§ **Aim**: Return the lines beginning at the one that contains "green grass |" and continuing to the end of the entries, including both ends, exactly as written and nothing else.

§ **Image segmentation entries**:

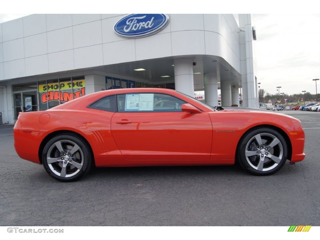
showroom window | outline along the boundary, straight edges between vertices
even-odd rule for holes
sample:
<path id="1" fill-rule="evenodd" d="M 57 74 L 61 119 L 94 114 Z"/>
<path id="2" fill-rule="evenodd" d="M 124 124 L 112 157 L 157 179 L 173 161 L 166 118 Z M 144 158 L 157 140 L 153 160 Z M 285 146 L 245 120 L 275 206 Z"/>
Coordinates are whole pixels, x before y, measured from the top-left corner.
<path id="1" fill-rule="evenodd" d="M 14 119 L 19 112 L 43 111 L 85 95 L 81 76 L 12 86 Z"/>
<path id="2" fill-rule="evenodd" d="M 83 76 L 39 82 L 41 110 L 51 108 L 85 95 Z"/>

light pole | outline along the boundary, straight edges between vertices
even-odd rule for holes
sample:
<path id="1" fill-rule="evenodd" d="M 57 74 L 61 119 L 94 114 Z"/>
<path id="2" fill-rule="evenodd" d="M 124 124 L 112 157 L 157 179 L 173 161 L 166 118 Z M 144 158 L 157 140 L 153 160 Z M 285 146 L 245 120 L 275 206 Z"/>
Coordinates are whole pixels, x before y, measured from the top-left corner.
<path id="1" fill-rule="evenodd" d="M 279 89 L 279 90 L 278 90 L 279 91 L 279 101 L 280 100 L 280 88 L 281 87 L 280 86 L 278 86 L 276 87 L 277 88 Z"/>
<path id="2" fill-rule="evenodd" d="M 316 101 L 318 102 L 318 93 L 317 92 L 317 81 L 319 80 L 319 78 L 313 79 L 313 81 L 316 81 Z"/>
<path id="3" fill-rule="evenodd" d="M 304 105 L 306 105 L 306 91 L 302 91 L 303 93 L 303 100 L 304 101 Z"/>
<path id="4" fill-rule="evenodd" d="M 284 101 L 283 100 L 283 95 L 284 94 L 284 92 L 281 92 L 281 95 L 282 95 L 282 101 L 284 102 Z"/>

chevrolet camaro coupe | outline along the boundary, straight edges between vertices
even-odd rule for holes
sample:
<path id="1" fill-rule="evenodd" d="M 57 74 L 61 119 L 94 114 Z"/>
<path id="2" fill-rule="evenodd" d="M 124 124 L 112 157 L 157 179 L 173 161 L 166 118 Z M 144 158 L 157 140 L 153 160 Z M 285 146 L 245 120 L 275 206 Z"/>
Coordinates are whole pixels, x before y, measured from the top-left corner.
<path id="1" fill-rule="evenodd" d="M 302 161 L 300 121 L 254 108 L 212 107 L 172 90 L 114 89 L 19 115 L 14 146 L 62 181 L 97 167 L 231 165 L 258 175 Z M 26 147 L 26 146 L 28 147 Z"/>

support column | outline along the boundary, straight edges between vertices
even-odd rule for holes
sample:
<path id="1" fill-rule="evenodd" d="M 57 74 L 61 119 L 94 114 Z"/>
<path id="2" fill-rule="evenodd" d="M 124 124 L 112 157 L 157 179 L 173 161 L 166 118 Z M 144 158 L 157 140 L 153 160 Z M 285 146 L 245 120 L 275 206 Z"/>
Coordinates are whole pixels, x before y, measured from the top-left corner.
<path id="1" fill-rule="evenodd" d="M 230 81 L 221 80 L 221 106 L 231 107 L 231 86 Z"/>
<path id="2" fill-rule="evenodd" d="M 92 74 L 84 76 L 85 95 L 106 90 L 106 77 Z"/>
<path id="3" fill-rule="evenodd" d="M 174 84 L 176 90 L 194 97 L 192 60 L 183 58 L 174 60 Z"/>
<path id="4" fill-rule="evenodd" d="M 239 106 L 239 86 L 232 86 L 231 88 L 231 105 Z"/>
<path id="5" fill-rule="evenodd" d="M 217 74 L 204 75 L 204 98 L 205 103 L 212 107 L 218 106 L 218 84 Z"/>

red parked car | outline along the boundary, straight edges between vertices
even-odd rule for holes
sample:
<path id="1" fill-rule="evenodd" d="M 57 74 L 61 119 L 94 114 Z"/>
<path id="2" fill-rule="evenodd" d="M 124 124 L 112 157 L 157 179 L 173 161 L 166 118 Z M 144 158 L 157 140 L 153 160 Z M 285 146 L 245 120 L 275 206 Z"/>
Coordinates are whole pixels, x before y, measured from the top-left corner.
<path id="1" fill-rule="evenodd" d="M 169 89 L 114 89 L 19 115 L 14 146 L 62 181 L 97 167 L 214 165 L 238 161 L 253 174 L 302 161 L 304 133 L 292 117 L 223 109 Z"/>

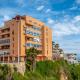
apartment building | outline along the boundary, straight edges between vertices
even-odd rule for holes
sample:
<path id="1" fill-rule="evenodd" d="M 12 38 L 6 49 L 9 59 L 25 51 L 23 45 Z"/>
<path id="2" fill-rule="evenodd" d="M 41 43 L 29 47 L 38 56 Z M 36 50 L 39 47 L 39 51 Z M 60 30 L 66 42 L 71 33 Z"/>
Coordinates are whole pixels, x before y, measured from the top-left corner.
<path id="1" fill-rule="evenodd" d="M 77 54 L 75 53 L 65 53 L 64 59 L 67 60 L 71 64 L 78 63 Z"/>
<path id="2" fill-rule="evenodd" d="M 0 61 L 25 61 L 26 50 L 34 47 L 42 53 L 37 60 L 52 57 L 52 30 L 43 22 L 30 16 L 19 16 L 0 28 Z"/>
<path id="3" fill-rule="evenodd" d="M 64 51 L 60 48 L 59 44 L 52 42 L 52 59 L 59 60 L 64 58 Z"/>

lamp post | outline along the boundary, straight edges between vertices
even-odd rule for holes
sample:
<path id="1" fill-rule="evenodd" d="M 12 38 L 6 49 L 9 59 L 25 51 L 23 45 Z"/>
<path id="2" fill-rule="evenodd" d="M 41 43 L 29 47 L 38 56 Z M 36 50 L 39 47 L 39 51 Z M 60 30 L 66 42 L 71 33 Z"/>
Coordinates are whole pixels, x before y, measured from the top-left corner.
<path id="1" fill-rule="evenodd" d="M 20 58 L 19 58 L 19 22 L 18 22 L 18 63 L 20 61 Z"/>

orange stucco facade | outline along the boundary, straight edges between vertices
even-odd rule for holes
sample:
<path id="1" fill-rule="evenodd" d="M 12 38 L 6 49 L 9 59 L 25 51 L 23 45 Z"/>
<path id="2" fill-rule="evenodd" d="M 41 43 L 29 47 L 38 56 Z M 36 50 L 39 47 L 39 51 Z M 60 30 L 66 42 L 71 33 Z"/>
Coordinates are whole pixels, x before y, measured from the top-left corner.
<path id="1" fill-rule="evenodd" d="M 25 61 L 26 49 L 42 51 L 37 60 L 52 58 L 52 30 L 30 16 L 16 16 L 0 28 L 0 61 Z"/>

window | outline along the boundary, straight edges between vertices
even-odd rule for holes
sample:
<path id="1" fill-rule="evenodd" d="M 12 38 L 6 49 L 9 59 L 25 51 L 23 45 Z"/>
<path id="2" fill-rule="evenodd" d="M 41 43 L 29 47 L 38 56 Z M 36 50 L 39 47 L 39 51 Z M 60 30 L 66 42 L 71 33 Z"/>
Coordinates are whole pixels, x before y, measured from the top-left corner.
<path id="1" fill-rule="evenodd" d="M 14 31 L 12 31 L 12 34 L 14 35 Z"/>

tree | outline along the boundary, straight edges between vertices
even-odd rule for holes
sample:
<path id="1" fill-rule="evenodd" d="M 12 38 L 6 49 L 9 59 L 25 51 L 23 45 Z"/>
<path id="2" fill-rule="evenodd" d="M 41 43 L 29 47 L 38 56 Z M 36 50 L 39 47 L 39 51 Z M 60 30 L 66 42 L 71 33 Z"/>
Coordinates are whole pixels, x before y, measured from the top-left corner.
<path id="1" fill-rule="evenodd" d="M 36 68 L 36 57 L 41 51 L 35 49 L 34 47 L 26 50 L 27 56 L 27 68 L 29 70 L 34 70 Z"/>

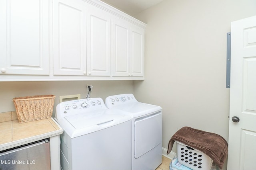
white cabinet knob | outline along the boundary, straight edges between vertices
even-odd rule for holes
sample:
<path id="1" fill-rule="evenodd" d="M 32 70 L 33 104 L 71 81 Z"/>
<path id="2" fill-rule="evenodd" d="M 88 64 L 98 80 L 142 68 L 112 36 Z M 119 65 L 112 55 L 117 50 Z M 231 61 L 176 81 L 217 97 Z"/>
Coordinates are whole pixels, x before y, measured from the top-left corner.
<path id="1" fill-rule="evenodd" d="M 6 70 L 4 68 L 1 68 L 1 72 L 2 73 L 5 72 L 6 71 Z"/>

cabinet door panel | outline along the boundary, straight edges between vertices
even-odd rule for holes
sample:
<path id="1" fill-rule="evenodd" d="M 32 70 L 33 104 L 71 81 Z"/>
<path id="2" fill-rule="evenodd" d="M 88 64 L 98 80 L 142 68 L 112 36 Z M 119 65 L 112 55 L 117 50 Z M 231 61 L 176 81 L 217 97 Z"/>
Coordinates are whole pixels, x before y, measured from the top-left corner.
<path id="1" fill-rule="evenodd" d="M 54 75 L 86 74 L 86 13 L 82 2 L 54 2 Z"/>
<path id="2" fill-rule="evenodd" d="M 88 75 L 110 76 L 110 14 L 90 6 L 87 16 Z"/>
<path id="3" fill-rule="evenodd" d="M 144 74 L 144 29 L 134 28 L 132 31 L 130 73 L 132 76 Z"/>
<path id="4" fill-rule="evenodd" d="M 129 74 L 130 31 L 125 22 L 113 24 L 113 76 L 128 76 Z"/>
<path id="5" fill-rule="evenodd" d="M 0 6 L 0 74 L 49 74 L 49 1 L 3 0 Z"/>

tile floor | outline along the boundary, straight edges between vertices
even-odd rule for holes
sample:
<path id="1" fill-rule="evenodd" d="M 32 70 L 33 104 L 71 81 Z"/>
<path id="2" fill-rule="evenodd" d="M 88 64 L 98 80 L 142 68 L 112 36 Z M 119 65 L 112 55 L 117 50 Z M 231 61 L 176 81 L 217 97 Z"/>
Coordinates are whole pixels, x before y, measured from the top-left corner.
<path id="1" fill-rule="evenodd" d="M 169 170 L 169 166 L 172 160 L 163 156 L 162 158 L 162 164 L 156 170 Z"/>

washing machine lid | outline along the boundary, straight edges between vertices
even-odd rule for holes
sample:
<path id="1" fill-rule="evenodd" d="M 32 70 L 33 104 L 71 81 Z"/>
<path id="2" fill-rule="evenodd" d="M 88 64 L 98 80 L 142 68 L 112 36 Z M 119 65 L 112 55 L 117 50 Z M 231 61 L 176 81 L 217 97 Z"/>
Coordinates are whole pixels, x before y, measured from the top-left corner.
<path id="1" fill-rule="evenodd" d="M 110 113 L 107 109 L 84 113 L 64 117 L 64 119 L 76 129 L 102 125 L 120 119 L 124 115 Z M 91 129 L 93 131 L 93 129 Z"/>
<path id="2" fill-rule="evenodd" d="M 160 111 L 161 107 L 139 102 L 130 103 L 116 106 L 114 109 L 119 109 L 131 118 L 142 116 L 149 113 Z"/>

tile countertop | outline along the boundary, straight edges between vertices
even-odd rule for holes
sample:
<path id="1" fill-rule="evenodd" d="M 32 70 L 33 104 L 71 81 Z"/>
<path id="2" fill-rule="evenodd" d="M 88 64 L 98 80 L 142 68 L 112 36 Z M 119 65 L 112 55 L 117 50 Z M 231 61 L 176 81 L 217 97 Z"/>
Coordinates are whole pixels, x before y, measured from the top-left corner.
<path id="1" fill-rule="evenodd" d="M 63 129 L 52 117 L 20 123 L 17 116 L 14 116 L 15 112 L 0 113 L 0 151 L 60 135 L 63 132 Z"/>

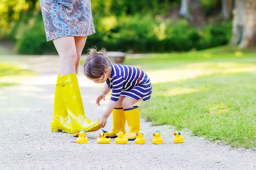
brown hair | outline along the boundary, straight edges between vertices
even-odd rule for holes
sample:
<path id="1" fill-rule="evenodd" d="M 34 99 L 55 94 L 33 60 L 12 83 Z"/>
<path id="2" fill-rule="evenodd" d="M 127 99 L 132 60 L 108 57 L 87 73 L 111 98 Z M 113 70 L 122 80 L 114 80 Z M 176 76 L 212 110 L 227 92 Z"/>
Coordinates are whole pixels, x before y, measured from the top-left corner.
<path id="1" fill-rule="evenodd" d="M 94 47 L 88 51 L 89 56 L 84 64 L 84 75 L 87 77 L 93 79 L 98 79 L 103 75 L 104 78 L 104 71 L 108 68 L 111 64 L 110 59 L 104 56 L 106 49 L 102 48 L 97 51 Z"/>

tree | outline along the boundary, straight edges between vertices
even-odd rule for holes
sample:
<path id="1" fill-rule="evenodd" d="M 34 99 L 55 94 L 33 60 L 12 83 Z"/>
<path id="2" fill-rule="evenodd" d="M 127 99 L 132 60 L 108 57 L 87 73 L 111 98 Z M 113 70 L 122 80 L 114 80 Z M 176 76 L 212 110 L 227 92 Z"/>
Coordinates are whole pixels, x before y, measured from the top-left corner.
<path id="1" fill-rule="evenodd" d="M 232 9 L 232 0 L 221 0 L 222 13 L 225 20 L 229 20 L 231 17 Z"/>
<path id="2" fill-rule="evenodd" d="M 241 48 L 256 45 L 256 1 L 236 0 L 231 43 Z"/>
<path id="3" fill-rule="evenodd" d="M 181 0 L 180 15 L 191 20 L 192 17 L 189 13 L 189 0 Z"/>

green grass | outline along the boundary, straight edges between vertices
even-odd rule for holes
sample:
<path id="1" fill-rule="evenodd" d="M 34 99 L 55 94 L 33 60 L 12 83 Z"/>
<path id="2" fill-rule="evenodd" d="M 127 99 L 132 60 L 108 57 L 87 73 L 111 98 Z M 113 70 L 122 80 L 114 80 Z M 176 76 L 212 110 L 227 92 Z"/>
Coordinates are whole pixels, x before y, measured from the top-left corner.
<path id="1" fill-rule="evenodd" d="M 256 148 L 255 54 L 218 48 L 138 55 L 125 64 L 140 67 L 153 83 L 151 99 L 140 106 L 147 121 L 188 128 L 234 147 Z"/>
<path id="2" fill-rule="evenodd" d="M 9 64 L 0 62 L 0 79 L 5 76 L 28 76 L 35 75 L 35 73 L 31 70 L 23 69 L 19 67 Z M 12 82 L 1 82 L 0 79 L 0 88 L 3 86 L 10 86 L 16 84 Z"/>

§ **Result of the exercise**:
green grass | outline along the boundary, straight edges between vertices
even-odd rule for holes
sample:
<path id="1" fill-rule="evenodd" d="M 34 99 L 55 94 L 33 60 L 12 83 Z"/>
<path id="2" fill-rule="evenodd" d="M 127 99 L 132 60 L 108 57 L 87 73 L 111 98 Z M 113 70 L 122 80 L 114 80 Z M 176 76 L 212 110 L 227 92 Z"/>
Coordinates are whole pixels, x before y, measured from the top-left corner.
<path id="1" fill-rule="evenodd" d="M 256 148 L 255 54 L 218 48 L 138 55 L 125 64 L 140 67 L 153 83 L 151 99 L 140 106 L 147 121 L 188 128 L 234 147 Z"/>
<path id="2" fill-rule="evenodd" d="M 9 64 L 0 62 L 0 79 L 5 76 L 28 76 L 35 75 L 35 73 L 31 70 L 23 69 L 19 67 Z M 12 82 L 1 82 L 0 79 L 0 88 L 3 86 L 10 86 L 16 84 Z"/>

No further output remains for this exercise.